▶ [GOAL]:
Please quote, word for word, the rows below from the line containing "Segment man's ear." through the line containing "348,5,370,40", and nothing else.

>> start

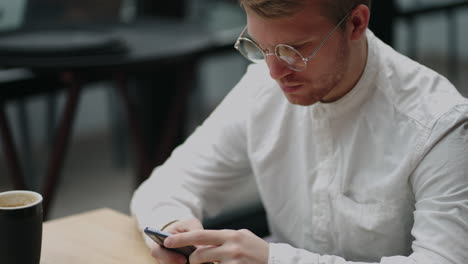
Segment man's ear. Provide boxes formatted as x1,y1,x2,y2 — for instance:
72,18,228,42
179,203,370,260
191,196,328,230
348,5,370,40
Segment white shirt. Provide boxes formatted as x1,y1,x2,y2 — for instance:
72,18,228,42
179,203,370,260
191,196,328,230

>> end
>> start

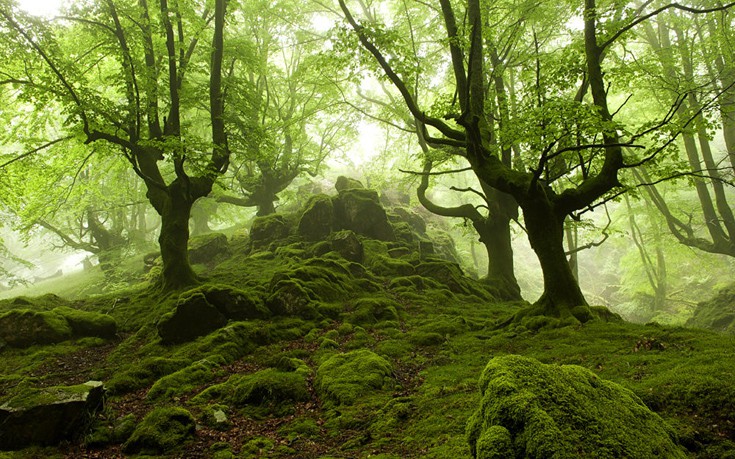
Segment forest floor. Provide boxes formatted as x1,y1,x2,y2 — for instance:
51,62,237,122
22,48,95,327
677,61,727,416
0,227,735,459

>> end

▶ [WRITTEN REPLY]:
Segment man's ear. Provide boxes formatted as x1,y1,x2,y2 — for instance:
72,18,228,42
179,203,370,260
191,196,328,230
348,5,370,40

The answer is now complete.